### Task instructions
Reproduce every line of the entries below verbatim, omitting the pictures.

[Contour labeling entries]
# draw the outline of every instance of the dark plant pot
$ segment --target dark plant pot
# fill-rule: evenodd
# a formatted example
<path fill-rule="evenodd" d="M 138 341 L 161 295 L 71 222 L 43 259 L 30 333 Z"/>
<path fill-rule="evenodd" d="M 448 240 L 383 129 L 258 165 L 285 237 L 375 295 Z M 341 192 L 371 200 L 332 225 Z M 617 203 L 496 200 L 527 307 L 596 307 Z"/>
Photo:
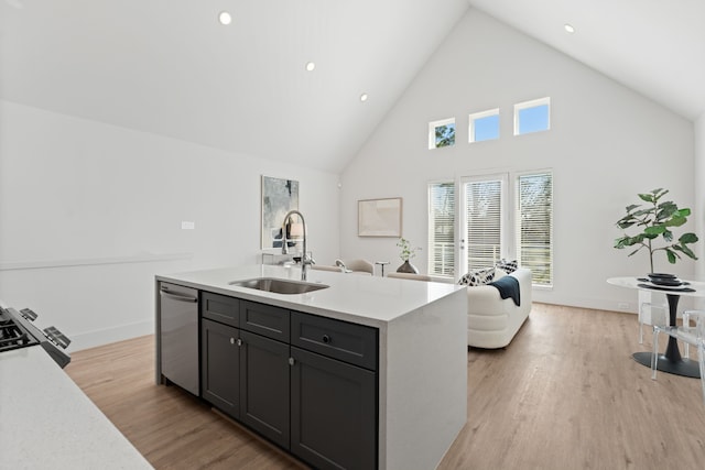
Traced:
<path fill-rule="evenodd" d="M 410 273 L 410 274 L 419 274 L 419 269 L 411 264 L 409 260 L 404 261 L 404 264 L 397 267 L 398 273 Z"/>

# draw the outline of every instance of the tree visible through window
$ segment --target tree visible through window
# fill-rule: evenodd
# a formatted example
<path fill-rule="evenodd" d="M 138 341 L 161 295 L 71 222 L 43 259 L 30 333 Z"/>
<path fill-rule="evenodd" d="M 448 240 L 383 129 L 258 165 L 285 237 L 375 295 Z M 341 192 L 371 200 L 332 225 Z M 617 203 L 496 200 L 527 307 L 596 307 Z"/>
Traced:
<path fill-rule="evenodd" d="M 455 185 L 429 185 L 429 273 L 455 274 Z"/>
<path fill-rule="evenodd" d="M 553 175 L 517 178 L 517 259 L 536 285 L 553 285 Z"/>
<path fill-rule="evenodd" d="M 429 149 L 455 145 L 455 118 L 429 123 Z"/>

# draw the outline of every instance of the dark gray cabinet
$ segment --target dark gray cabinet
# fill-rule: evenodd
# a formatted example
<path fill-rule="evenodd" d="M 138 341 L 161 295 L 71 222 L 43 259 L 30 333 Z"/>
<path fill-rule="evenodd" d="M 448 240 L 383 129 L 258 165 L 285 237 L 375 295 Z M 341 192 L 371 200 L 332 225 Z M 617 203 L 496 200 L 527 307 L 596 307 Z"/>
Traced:
<path fill-rule="evenodd" d="M 289 448 L 289 345 L 240 332 L 240 420 Z"/>
<path fill-rule="evenodd" d="M 208 319 L 200 324 L 202 396 L 240 417 L 240 330 Z"/>
<path fill-rule="evenodd" d="M 377 375 L 291 348 L 291 452 L 319 469 L 377 468 Z"/>
<path fill-rule="evenodd" d="M 202 298 L 205 400 L 316 468 L 377 468 L 376 328 Z"/>

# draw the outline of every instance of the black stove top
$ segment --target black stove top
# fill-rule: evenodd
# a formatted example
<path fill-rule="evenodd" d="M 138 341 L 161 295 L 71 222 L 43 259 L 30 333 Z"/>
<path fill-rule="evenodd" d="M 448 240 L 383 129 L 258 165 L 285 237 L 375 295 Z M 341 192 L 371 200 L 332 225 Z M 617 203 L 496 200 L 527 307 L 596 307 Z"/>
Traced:
<path fill-rule="evenodd" d="M 55 327 L 40 330 L 32 324 L 36 314 L 29 308 L 18 311 L 14 308 L 0 307 L 0 353 L 29 346 L 41 346 L 61 367 L 70 362 L 64 349 L 70 343 Z"/>
<path fill-rule="evenodd" d="M 9 310 L 0 308 L 0 352 L 39 343 L 39 339 L 10 315 Z"/>

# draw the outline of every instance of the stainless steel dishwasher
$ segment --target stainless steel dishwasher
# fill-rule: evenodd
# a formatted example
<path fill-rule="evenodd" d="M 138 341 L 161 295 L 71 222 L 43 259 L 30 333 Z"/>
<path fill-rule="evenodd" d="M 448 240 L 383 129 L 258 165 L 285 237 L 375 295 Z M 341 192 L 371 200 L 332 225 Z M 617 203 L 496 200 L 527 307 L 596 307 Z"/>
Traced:
<path fill-rule="evenodd" d="M 198 291 L 160 285 L 162 375 L 198 396 Z"/>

### Output of the task
# draw the outline of every instance of the dark plant pot
$ segment --target dark plant pot
# fill-rule: evenodd
# a formatted example
<path fill-rule="evenodd" d="M 138 341 L 161 295 L 71 222 L 43 259 L 30 333 Z"/>
<path fill-rule="evenodd" d="M 448 240 L 383 129 L 258 165 L 285 237 L 375 295 Z M 341 192 L 371 200 L 332 225 Z M 617 203 L 496 200 L 527 307 L 596 307 Z"/>
Photo:
Traced:
<path fill-rule="evenodd" d="M 410 273 L 410 274 L 419 274 L 419 269 L 411 264 L 409 260 L 404 261 L 404 264 L 397 267 L 398 273 Z"/>

# draw the outline of every instance of the tree visible through window
$ segment --target tree visible through window
# fill-rule: evenodd
# a formatted example
<path fill-rule="evenodd" d="M 138 341 L 161 295 L 71 222 L 43 259 L 30 333 Z"/>
<path fill-rule="evenodd" d="M 448 240 L 383 129 L 258 165 L 285 237 L 375 295 Z M 341 192 L 371 200 L 332 225 Z M 617 203 L 496 200 L 527 307 L 596 307 Z"/>
Traced:
<path fill-rule="evenodd" d="M 455 185 L 429 185 L 429 273 L 455 274 Z"/>
<path fill-rule="evenodd" d="M 553 175 L 517 178 L 517 259 L 536 285 L 553 285 Z"/>
<path fill-rule="evenodd" d="M 429 149 L 455 145 L 455 118 L 429 123 Z"/>

# draw the outline of every instance of the dark gray cabinet
$ segment --target dark gray cabinet
# fill-rule: evenodd
# a formatted example
<path fill-rule="evenodd" d="M 138 341 L 161 295 L 71 222 L 43 259 L 30 333 Z"/>
<path fill-rule="evenodd" d="M 448 240 L 383 129 L 258 165 L 285 237 L 375 295 Z M 341 192 L 371 200 L 332 225 Z M 617 203 L 496 200 L 527 307 L 596 307 Z"/>
Traced:
<path fill-rule="evenodd" d="M 289 448 L 289 345 L 240 332 L 240 420 Z"/>
<path fill-rule="evenodd" d="M 208 319 L 200 324 L 202 396 L 240 417 L 240 330 Z"/>
<path fill-rule="evenodd" d="M 377 375 L 291 348 L 291 452 L 319 469 L 377 468 Z"/>
<path fill-rule="evenodd" d="M 202 298 L 205 400 L 316 468 L 377 468 L 376 328 Z"/>

# draw the outline of every instance of the black stove top
$ segment --target black stove top
# fill-rule: evenodd
# a formatted example
<path fill-rule="evenodd" d="M 138 341 L 161 295 L 71 222 L 43 259 L 30 333 Z"/>
<path fill-rule="evenodd" d="M 448 240 L 383 129 L 258 165 L 285 237 L 375 295 Z M 341 192 L 371 200 L 332 225 Z M 617 203 L 496 200 L 527 307 L 596 307 Z"/>
Traced:
<path fill-rule="evenodd" d="M 55 327 L 40 330 L 32 324 L 36 314 L 29 308 L 18 311 L 14 308 L 0 307 L 0 353 L 29 346 L 41 346 L 61 367 L 70 362 L 64 349 L 70 343 Z"/>
<path fill-rule="evenodd" d="M 9 310 L 0 308 L 0 352 L 39 343 L 39 339 L 10 315 Z"/>

# draw the outline of every instance of the stainless steel dishwasher
$ segment --target stainless steel dishwasher
# fill-rule: evenodd
# a formatted example
<path fill-rule="evenodd" d="M 138 341 L 161 295 L 71 222 L 43 259 L 30 333 Z"/>
<path fill-rule="evenodd" d="M 448 240 L 383 129 L 258 165 L 285 237 L 375 295 Z M 341 192 L 371 200 L 332 225 Z M 617 203 L 496 200 L 527 307 L 596 307 Z"/>
Traced:
<path fill-rule="evenodd" d="M 198 291 L 160 285 L 162 375 L 198 396 Z"/>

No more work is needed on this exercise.